[[ Available data open ]]

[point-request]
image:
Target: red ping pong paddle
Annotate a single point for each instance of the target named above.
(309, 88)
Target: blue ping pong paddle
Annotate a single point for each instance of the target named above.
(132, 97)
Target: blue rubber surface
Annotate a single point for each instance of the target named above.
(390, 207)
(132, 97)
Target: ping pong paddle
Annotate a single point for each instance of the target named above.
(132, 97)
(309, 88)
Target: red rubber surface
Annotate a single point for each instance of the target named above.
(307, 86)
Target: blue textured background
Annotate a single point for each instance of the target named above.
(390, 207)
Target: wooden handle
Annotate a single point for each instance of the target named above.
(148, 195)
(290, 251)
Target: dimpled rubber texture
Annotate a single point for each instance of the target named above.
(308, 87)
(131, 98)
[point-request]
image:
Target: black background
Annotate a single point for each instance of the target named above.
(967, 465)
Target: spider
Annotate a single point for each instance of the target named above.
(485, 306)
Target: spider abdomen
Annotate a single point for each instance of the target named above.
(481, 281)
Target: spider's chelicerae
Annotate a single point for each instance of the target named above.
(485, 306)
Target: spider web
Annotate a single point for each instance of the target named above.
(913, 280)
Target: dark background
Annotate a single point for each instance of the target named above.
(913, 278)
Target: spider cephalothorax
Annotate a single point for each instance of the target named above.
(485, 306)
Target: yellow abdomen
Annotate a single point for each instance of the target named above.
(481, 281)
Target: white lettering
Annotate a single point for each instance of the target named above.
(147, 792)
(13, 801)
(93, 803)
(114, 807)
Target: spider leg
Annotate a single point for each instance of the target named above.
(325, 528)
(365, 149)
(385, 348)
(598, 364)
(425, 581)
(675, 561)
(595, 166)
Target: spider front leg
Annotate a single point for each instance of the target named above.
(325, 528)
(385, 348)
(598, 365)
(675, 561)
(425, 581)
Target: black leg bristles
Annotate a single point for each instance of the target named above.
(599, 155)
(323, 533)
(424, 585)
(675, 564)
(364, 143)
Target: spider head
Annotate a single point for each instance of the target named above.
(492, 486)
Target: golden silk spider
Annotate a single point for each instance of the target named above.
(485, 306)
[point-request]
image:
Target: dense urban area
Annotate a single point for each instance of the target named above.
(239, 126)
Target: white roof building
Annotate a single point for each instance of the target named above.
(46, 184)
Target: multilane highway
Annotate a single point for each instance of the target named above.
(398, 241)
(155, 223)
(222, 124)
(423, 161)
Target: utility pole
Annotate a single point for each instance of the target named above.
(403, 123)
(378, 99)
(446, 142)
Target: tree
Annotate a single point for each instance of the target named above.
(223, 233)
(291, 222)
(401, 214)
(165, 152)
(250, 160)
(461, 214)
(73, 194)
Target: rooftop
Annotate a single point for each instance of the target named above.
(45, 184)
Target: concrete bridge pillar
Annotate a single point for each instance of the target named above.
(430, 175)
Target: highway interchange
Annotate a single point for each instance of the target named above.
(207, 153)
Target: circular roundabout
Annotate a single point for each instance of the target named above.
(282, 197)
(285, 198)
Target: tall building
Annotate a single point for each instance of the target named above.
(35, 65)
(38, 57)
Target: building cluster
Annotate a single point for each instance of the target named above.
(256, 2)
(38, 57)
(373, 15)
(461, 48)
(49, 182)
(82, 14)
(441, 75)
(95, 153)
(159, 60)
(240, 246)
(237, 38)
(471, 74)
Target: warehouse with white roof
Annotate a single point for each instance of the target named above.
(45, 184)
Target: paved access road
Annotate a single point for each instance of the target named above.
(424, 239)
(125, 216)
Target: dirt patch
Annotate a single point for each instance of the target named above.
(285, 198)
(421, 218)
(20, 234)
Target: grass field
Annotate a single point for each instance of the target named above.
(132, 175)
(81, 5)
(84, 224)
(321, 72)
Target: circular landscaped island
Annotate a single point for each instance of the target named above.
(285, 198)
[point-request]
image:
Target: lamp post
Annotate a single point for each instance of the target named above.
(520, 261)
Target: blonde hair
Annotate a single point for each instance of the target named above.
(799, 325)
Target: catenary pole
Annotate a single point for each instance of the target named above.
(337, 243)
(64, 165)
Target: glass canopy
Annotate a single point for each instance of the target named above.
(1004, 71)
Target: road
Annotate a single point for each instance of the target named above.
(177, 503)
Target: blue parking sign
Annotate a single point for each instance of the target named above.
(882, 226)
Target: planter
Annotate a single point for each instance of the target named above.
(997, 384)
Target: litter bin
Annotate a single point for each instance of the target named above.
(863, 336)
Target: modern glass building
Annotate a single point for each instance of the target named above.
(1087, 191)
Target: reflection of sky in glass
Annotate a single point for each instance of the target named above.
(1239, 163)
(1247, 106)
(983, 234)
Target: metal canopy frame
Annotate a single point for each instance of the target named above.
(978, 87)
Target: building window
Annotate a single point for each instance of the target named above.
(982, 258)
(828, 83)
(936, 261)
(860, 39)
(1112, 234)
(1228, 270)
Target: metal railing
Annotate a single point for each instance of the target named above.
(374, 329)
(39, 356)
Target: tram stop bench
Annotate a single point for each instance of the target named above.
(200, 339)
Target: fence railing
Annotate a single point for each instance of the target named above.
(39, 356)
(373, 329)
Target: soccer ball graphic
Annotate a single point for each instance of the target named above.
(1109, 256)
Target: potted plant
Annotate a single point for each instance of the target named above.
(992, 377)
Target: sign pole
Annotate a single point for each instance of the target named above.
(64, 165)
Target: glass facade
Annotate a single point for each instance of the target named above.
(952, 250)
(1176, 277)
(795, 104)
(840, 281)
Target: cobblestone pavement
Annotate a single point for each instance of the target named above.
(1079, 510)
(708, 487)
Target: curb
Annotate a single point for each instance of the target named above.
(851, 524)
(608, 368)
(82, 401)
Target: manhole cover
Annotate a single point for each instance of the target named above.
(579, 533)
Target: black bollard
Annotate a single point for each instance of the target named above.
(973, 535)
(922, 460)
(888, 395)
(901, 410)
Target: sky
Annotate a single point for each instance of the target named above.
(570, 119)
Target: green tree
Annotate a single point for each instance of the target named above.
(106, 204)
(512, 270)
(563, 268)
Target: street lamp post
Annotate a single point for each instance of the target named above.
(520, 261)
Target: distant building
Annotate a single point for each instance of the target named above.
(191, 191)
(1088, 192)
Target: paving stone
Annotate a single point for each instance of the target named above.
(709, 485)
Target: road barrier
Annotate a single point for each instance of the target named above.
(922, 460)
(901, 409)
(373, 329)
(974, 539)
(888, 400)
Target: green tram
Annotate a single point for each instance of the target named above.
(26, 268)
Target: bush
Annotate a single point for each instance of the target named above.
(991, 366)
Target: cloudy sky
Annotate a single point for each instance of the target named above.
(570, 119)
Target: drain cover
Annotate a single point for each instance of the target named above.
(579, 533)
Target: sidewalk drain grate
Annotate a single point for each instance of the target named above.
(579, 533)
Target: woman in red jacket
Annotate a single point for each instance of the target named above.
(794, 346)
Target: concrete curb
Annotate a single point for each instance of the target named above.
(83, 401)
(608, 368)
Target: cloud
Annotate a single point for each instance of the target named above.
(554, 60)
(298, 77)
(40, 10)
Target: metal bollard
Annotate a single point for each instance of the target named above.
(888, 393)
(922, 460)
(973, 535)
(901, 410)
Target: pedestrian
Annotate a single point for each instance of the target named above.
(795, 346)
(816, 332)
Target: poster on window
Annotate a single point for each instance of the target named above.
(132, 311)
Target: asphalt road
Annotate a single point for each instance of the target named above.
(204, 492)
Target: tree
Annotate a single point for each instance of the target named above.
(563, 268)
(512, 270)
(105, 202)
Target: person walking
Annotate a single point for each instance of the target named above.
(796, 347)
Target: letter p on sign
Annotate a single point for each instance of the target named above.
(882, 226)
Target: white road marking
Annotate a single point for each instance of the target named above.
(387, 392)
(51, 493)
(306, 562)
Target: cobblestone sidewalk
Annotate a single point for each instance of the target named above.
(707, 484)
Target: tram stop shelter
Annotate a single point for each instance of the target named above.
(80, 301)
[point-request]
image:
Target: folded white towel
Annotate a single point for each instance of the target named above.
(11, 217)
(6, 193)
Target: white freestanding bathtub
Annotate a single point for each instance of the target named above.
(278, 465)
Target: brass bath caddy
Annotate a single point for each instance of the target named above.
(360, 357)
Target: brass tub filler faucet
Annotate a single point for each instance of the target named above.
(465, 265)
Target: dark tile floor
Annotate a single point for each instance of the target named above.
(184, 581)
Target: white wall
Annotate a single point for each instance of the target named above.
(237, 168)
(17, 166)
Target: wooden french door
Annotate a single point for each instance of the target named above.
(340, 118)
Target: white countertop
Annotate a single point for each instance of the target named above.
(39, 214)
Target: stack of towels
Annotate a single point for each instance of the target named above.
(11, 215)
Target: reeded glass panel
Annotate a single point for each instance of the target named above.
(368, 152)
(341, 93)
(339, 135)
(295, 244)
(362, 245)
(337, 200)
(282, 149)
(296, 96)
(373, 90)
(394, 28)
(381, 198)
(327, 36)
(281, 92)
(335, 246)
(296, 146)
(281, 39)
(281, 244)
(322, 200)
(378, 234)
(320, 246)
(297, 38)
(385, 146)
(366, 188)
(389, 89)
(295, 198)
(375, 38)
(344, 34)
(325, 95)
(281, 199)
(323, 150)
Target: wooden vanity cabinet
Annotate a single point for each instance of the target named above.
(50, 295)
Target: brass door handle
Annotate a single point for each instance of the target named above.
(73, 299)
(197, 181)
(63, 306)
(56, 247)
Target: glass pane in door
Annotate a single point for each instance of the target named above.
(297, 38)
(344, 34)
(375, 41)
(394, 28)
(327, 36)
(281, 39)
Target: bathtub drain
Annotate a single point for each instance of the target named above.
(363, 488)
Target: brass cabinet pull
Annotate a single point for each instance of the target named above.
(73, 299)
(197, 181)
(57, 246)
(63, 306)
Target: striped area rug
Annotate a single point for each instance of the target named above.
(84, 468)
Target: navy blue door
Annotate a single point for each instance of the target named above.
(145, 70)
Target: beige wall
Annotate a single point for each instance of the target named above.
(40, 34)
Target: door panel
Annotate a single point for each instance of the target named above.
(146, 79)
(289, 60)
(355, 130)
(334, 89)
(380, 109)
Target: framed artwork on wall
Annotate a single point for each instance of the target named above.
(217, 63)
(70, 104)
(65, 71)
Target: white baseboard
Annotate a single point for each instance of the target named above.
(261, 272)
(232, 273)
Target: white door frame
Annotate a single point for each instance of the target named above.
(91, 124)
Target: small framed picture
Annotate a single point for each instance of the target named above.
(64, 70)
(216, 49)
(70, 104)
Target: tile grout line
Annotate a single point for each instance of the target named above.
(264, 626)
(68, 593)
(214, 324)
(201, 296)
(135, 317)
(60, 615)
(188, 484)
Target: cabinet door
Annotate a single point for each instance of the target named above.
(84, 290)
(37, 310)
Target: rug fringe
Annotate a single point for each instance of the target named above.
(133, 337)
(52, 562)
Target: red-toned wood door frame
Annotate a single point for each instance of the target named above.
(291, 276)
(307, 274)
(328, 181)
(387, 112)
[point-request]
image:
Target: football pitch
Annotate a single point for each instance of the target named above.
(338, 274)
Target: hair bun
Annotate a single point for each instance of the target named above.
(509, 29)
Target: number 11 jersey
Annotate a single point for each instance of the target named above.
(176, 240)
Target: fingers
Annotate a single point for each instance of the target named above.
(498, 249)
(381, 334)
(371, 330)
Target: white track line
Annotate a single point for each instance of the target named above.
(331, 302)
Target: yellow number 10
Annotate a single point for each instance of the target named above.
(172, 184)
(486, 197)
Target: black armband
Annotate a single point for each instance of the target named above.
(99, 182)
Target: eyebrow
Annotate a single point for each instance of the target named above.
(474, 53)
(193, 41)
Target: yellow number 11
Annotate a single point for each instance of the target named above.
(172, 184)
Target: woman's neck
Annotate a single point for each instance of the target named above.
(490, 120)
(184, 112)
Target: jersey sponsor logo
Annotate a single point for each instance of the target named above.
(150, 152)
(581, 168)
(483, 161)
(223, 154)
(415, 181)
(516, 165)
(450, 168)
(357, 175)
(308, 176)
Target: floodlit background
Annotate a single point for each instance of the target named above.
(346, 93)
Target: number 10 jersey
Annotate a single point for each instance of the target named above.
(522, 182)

[[ Available data closed ]]

__The problem__
Of the entries above, repeat exactly the lines from the line with "Target: wooden vanity cabinet" through the line with "Target: striped area rug", both of them included.

__Output of the exercise__
Target: wooden vanity cabinet
Annotate a single point for each instance of the target named above.
(50, 295)
Target: brass door handle
Annotate a single point for each instance of the target named above.
(73, 299)
(197, 181)
(63, 306)
(56, 247)
Target: glass pane in door
Annotate a single point for each instance of the target named above.
(297, 38)
(344, 34)
(375, 41)
(394, 28)
(327, 36)
(281, 39)
Target: bathtub drain
Annotate a single point for each instance of the target named above.
(363, 488)
Target: brass cabinet pull
Annotate a single point for each instance of the target named above.
(73, 299)
(197, 181)
(57, 246)
(63, 306)
Target: striped area rug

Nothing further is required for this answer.